**INPUT MATERIAL:**
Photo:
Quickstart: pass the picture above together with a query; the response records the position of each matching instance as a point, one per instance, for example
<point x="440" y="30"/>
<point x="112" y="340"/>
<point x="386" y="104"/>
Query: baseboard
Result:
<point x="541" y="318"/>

**TASK TO CARRY OUT:** Set down every entry again, word for word.

**ANSWER SECTION:**
Photo:
Quickstart: pass the picture above together with a query; the response records the position of each matching instance as a point, one per instance, for example
<point x="440" y="30"/>
<point x="112" y="340"/>
<point x="386" y="104"/>
Query: baseboard
Result:
<point x="541" y="318"/>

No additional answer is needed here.